### Exercise
Copy every record below exactly as it stands.

### Supplied records
========================================
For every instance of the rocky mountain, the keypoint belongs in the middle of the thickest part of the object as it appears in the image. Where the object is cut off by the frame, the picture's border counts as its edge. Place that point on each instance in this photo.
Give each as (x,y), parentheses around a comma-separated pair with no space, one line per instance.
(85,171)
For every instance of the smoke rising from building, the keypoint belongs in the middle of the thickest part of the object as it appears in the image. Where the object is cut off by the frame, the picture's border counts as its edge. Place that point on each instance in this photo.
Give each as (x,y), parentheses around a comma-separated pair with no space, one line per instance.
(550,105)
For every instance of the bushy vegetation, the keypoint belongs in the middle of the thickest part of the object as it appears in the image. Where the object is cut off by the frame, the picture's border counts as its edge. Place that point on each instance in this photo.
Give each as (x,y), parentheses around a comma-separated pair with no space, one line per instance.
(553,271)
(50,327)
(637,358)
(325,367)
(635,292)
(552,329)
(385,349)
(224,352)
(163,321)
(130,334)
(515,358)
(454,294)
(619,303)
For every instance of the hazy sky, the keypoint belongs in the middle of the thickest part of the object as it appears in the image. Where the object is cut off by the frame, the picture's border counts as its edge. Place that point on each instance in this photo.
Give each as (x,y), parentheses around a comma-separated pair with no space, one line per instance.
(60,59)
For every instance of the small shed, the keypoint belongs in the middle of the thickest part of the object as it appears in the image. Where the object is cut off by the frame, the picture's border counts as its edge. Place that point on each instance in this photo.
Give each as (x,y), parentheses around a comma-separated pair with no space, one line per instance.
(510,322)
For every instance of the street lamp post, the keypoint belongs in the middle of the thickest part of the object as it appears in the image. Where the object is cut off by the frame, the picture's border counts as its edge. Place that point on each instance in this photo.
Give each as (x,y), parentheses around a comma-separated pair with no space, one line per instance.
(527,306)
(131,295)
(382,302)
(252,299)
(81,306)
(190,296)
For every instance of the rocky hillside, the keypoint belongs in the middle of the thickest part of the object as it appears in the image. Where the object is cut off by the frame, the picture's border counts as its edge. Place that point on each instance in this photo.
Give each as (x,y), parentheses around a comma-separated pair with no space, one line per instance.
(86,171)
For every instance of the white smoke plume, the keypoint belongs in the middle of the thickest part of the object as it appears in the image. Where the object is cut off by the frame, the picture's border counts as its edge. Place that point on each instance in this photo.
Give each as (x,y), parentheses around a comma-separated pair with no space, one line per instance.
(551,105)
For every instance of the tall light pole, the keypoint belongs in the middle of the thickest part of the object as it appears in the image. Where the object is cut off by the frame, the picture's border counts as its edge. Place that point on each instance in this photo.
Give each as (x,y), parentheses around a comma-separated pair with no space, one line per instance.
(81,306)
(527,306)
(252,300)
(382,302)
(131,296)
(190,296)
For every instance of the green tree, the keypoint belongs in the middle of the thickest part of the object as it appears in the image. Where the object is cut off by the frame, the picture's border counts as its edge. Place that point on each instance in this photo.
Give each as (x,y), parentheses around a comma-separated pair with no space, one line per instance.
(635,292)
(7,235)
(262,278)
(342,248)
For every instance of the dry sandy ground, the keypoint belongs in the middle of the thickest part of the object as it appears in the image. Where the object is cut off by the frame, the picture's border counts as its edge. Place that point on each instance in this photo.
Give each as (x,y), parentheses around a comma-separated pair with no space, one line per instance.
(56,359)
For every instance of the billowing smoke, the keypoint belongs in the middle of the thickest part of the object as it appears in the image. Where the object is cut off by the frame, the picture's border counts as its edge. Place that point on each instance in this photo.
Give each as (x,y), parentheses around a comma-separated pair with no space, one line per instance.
========================================
### Result
For every instance of the rocky mountain, the keypoint belongs in the middle of the thickest part of the object as it appears in the image. Where the object is cut off by the frame, the picture's border counts as its edge. Place that point on each instance in this photo.
Give each as (x,y), parentheses around a comma-separated pair with no space, one line per instance.
(85,171)
For every instance of the smoke rising from building, the keypoint belongs in the middle of the thickest part of the object as it appears in the image. Where the object is cut off by the frame, the picture's border counts as its edge. Place that point on each instance in this photo.
Give each as (x,y), parentheses around a comma-separated pair with no space, one line per instance.
(550,105)
For every instance of the bushy vegetation, the keypoint belongs in the middle of the thickest part of the object as it appears in the image. Where the object is cut off by the frame, the picture's border counts as its edge. Place that point on each instance in this photo.
Give each as (x,y), parentheses around a comma-separated pair with no space, one line per instance.
(553,271)
(50,327)
(637,358)
(325,367)
(635,292)
(552,329)
(385,349)
(224,352)
(163,321)
(130,334)
(515,358)
(454,294)
(619,303)
For every instance of the hazy sky, the keypoint belongs in the middle of the thickest part of the object as it appears in the image. Where the object is cut off by the frame, the picture's border counts as its edge. Place that point on each instance in this photo.
Give each as (x,y), parentheses around a comma-separated pair with no space, one line per instance.
(60,59)
For every instance of the small shed, the keypoint belongs in the middle of the thickest part of the object as it appears in the image. Where the object is cut off by the frame, the picture's border counts as its edge. Place that point on each instance in this photo.
Give each as (x,y), parentheses around a comma-separated pair with no space, one line per instance.
(510,322)
For every instance of the street lamp post, the keypoint belongs in the middle of the thickest part of the object as it appears in the image. Where the object is cut off by the frame, the picture's border counts as its edge. Place that point on each instance in this photo.
Give each as (x,y), parentheses around a comma-separated pair with no space, one line per instance.
(527,306)
(131,295)
(382,302)
(252,299)
(81,306)
(190,296)
For every instance of the rocky hillside, the keypoint belongs in the middle of the thickest part of the object as it appears in the image. Where the object is cut off by the frame, the picture's border counts as its edge. Place that point on each instance in this photo.
Give each as (x,y), parentheses around a comma-separated pair with no space, one line per instance.
(86,171)
For every instance of the white smoke plume, the keypoint belongs in the middle of the thickest part of the object as it appears in the image. Where the object is cut off by the frame, the picture's border counts as its edge. Place that point on each instance in this photo.
Give each as (x,y), parentheses around a comma-separated pair with no space, one line per instance.
(551,105)
For every instance of the tall light pole, the keypoint belongs in the middle of the thickest part of the object as it appears in the image. Where the object is cut off by the frame, the picture's border counts as its edge. Place that point on each instance in this photo.
Give each as (x,y), parentheses around a comma-separated pair with no space, one line per instance.
(81,306)
(527,306)
(252,300)
(382,302)
(131,296)
(190,296)
For every instance of the green tree, the keypoint belongs in the middle of the thickest part of the object as it appears in the image. Where the object is cut off by the frame, the picture's border counts as its edge. Place that point on each instance in this photo.
Give each as (x,y), parentheses around a comma-separated pair with no space, one line per instance.
(635,292)
(7,235)
(262,278)
(342,248)
For every instance of the dry sandy ground, the keypoint belongs in the middle of the thickest part of the object as it appears in the image. Where the object is cut off by the frame, the picture's border counts as its edge. Place that point on each instance in this photo.
Give each as (x,y), parentheses around a comma-separated pair with no space, one line per instance.
(56,359)
For every instance of the billowing smoke, the keypoint belongs in the middle of the thickest part of the object as it appears in the image. Where the object is cut off by the frame, the picture's border counts as its edge. Place that point on each instance in this photo.
Give each as (x,y), parentheses around a comma-separated pair with no space, one line per instance.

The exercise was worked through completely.